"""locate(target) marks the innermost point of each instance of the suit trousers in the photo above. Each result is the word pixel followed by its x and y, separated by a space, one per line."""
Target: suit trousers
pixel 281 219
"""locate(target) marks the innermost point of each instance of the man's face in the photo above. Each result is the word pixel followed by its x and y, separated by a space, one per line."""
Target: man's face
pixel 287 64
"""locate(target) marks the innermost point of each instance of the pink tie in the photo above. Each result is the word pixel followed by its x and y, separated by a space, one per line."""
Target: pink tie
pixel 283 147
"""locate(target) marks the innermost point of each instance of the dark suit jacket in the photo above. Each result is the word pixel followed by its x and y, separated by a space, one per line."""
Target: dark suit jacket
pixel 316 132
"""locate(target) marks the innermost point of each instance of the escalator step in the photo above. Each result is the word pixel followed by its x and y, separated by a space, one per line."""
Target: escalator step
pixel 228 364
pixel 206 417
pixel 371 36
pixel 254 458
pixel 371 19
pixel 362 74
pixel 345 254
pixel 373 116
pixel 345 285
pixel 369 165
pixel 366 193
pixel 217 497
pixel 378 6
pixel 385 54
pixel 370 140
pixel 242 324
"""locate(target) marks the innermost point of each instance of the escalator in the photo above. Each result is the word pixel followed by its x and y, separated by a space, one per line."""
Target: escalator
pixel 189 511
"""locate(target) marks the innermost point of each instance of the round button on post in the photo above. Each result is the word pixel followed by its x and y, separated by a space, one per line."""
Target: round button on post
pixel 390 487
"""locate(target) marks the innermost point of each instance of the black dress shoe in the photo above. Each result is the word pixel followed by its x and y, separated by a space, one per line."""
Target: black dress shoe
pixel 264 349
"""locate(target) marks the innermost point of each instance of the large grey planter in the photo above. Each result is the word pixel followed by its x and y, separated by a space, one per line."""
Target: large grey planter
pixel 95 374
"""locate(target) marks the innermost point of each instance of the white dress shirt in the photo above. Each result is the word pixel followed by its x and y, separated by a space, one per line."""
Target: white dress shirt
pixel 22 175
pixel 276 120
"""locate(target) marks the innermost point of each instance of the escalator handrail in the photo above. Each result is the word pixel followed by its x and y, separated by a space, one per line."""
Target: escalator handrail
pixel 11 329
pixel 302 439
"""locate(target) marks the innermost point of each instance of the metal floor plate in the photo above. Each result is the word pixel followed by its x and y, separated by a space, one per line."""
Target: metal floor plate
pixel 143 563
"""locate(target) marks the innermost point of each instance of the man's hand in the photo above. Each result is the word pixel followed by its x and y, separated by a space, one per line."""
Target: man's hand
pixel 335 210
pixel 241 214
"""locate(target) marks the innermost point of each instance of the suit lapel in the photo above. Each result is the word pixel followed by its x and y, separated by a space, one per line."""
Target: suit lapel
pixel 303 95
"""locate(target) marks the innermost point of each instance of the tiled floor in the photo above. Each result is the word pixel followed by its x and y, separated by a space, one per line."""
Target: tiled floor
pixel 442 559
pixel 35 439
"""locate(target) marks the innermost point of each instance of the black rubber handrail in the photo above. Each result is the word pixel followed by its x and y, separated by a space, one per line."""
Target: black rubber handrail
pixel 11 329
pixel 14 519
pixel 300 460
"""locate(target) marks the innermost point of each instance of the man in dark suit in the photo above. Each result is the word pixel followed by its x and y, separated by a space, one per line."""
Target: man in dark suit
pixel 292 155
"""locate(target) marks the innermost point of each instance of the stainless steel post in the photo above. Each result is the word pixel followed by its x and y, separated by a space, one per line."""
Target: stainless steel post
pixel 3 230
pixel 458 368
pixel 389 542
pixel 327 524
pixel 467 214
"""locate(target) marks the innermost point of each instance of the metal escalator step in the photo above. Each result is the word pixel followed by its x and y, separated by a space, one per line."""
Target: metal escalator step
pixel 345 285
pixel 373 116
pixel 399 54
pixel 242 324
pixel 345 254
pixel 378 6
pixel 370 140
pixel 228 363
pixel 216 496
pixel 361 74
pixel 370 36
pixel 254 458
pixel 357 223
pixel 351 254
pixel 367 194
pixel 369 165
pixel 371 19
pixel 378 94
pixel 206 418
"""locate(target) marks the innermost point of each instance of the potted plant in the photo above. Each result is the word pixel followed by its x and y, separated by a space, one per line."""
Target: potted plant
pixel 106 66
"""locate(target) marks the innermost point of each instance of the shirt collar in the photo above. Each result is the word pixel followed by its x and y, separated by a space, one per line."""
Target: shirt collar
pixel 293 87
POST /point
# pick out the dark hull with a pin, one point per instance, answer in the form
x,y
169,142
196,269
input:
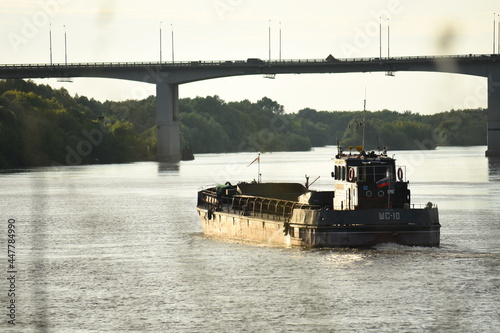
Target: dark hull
x,y
328,228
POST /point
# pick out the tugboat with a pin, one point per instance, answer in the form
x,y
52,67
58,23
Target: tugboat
x,y
370,205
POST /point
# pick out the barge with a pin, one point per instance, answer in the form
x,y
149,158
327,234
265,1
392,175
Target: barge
x,y
370,204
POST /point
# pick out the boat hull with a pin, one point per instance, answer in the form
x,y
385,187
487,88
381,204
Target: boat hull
x,y
328,228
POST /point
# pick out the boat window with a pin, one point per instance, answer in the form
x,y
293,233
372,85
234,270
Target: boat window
x,y
372,173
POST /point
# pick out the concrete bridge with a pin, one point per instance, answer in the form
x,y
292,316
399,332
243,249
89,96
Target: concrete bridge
x,y
169,75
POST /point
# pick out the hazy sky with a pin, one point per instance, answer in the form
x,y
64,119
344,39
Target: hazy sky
x,y
128,30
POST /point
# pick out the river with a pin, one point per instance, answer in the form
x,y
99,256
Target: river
x,y
108,248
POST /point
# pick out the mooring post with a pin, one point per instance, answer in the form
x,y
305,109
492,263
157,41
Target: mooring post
x,y
167,121
493,114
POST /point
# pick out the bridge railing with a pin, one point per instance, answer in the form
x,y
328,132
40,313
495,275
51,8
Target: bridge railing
x,y
249,62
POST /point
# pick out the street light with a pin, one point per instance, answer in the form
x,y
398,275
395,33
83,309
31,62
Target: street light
x,y
65,47
172,26
160,39
494,31
388,39
380,36
280,41
50,42
269,40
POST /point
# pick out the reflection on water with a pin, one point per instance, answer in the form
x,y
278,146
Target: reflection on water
x,y
494,168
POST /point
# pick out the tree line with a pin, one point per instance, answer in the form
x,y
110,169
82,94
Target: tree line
x,y
42,126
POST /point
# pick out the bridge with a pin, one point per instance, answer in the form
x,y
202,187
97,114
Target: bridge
x,y
169,75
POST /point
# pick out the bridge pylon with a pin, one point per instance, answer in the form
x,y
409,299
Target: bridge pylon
x,y
493,114
167,123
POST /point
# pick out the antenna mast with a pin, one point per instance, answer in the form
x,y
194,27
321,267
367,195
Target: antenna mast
x,y
363,135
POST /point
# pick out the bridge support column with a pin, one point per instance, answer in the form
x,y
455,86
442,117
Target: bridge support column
x,y
493,115
167,122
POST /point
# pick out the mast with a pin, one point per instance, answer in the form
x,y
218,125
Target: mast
x,y
259,175
363,133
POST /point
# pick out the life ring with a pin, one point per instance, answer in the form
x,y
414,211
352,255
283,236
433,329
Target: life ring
x,y
400,174
351,174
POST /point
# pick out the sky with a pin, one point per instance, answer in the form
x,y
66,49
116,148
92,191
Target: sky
┄┄┄┄┄┄┄┄┄┄┄┄┄┄┄┄┄┄┄┄
*What is asked*
Tally the lines in the items above that contain the string "stainless", and reply with only the number.

*Solution for this problem*
2